**TASK GOAL:**
For this exercise, write out each entry below exactly, omitting the images.

[Point localization data]

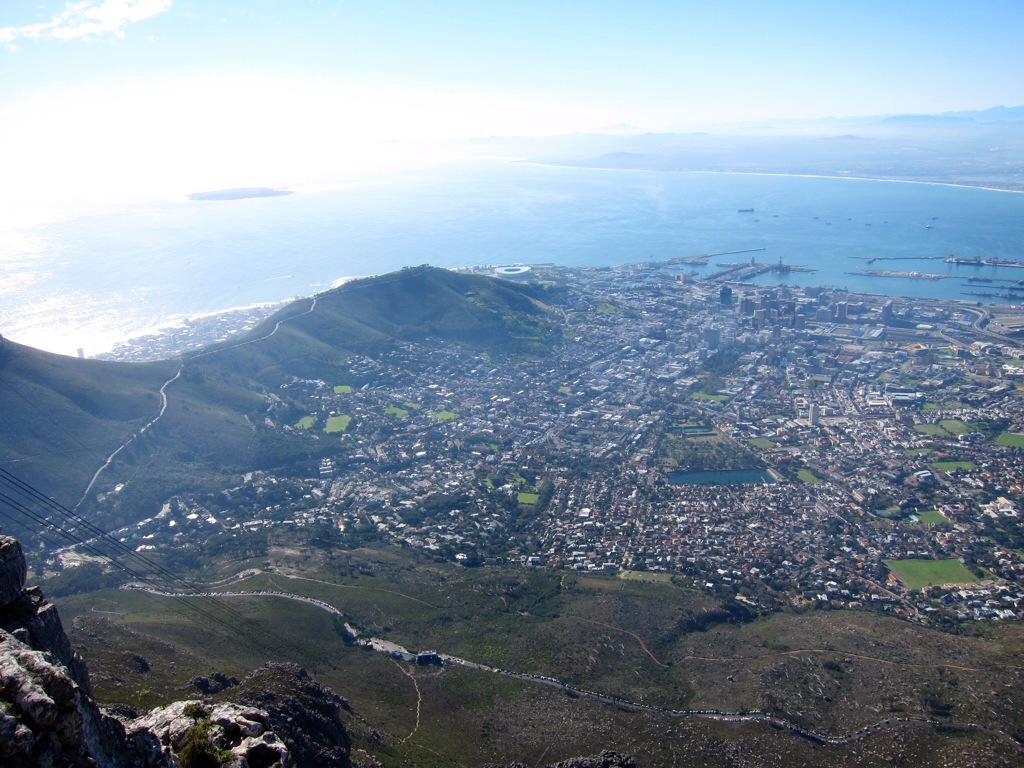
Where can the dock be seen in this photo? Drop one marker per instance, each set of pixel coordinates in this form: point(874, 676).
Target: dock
point(904, 275)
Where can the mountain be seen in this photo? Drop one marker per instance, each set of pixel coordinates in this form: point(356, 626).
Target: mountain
point(64, 417)
point(49, 717)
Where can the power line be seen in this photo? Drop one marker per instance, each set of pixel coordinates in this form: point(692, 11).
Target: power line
point(255, 634)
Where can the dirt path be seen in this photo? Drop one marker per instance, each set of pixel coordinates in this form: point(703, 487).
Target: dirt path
point(419, 699)
point(634, 635)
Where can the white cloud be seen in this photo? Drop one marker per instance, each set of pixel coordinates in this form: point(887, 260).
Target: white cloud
point(87, 19)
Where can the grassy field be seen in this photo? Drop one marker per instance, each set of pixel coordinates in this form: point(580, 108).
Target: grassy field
point(949, 466)
point(708, 396)
point(644, 576)
point(932, 517)
point(955, 426)
point(1011, 439)
point(920, 573)
point(944, 428)
point(338, 423)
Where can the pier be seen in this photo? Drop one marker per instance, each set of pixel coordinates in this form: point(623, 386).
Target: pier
point(904, 275)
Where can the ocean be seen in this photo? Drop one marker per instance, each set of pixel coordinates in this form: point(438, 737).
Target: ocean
point(91, 282)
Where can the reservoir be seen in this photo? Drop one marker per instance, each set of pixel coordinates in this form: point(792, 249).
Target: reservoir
point(721, 477)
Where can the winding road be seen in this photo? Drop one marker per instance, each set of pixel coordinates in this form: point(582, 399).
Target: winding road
point(164, 398)
point(392, 649)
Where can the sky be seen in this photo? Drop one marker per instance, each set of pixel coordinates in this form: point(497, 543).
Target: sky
point(100, 98)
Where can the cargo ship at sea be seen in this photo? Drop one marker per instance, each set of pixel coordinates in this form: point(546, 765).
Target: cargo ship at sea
point(984, 262)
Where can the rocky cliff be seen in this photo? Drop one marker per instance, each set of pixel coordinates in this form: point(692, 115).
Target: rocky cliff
point(48, 716)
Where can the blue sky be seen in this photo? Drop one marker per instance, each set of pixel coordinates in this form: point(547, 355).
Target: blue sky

**WRITTEN RESPONSE:**
Where can the dock be seen in this photo? Drop one marker per instance, each set of pixel coordinates in this form: point(874, 676).
Target: dock
point(904, 275)
Where can the mountain be seen in this photo? Drop one marker per instance, each set of pixel coordinates in this form: point(356, 626).
Target: mountain
point(64, 417)
point(49, 717)
Where can the power line be seen in this photo? Drop one marker per instance, each set of pixel coordinates in this form: point(692, 11).
Target: power line
point(255, 634)
Where can the dirt path be seen in this photo? Drop one marker per instance, each set of pixel coordinates in this form: point(703, 487).
Target: dirt path
point(419, 699)
point(634, 635)
Where can the white cloud be seen in this photo? Drop one marker per instance, each set of pixel coordinates in this form: point(887, 260).
Target: white cloud
point(87, 19)
Where can the grassy field be seen in this photo? Drop one marker per instance, each set of pixel coordinates in this form: point(580, 108).
Target: grassy field
point(949, 466)
point(708, 396)
point(644, 576)
point(932, 517)
point(955, 426)
point(1011, 439)
point(920, 573)
point(944, 428)
point(338, 423)
Where can the pier be seen in this photo? Drop one marker per instance, each set of pixel coordinates in this form: point(623, 386).
Target: pier
point(904, 275)
Where can the ocean be seen in this photo? Drop one marker per instance, each set of pixel coordinates in this form: point(438, 737).
Target: ocean
point(91, 282)
Where can the reservoir be seen in this photo? Drop one marker per instance, each set of pixel coordinates in this form: point(792, 249).
Target: reservoir
point(721, 477)
Where can the winding road be seen in this photo? Drop one marker per instance, each set of pixel coordinates in this form: point(582, 399).
Target: winding road
point(164, 398)
point(392, 649)
Where can the sky be seen in this photo? Drop one marker per instance, each set of pixel coordinates in this form: point(497, 543).
Target: sky
point(100, 98)
Where can the cargo ship at sea be seen in this photo? Drop one marker per instance, each set of pixel coordinates in this form: point(546, 765).
Target: cargo ship at sea
point(984, 262)
Where can the rocky cliff be seen in this photo? Drop one marker per instance, each set of pixel coordinates in this form: point(692, 115).
Target: rocky cliff
point(48, 716)
Where can the blue sky be seen in this photo? Drop one marker per instance, each set of pixel coordinates in this form: point(547, 355).
Target: blue sky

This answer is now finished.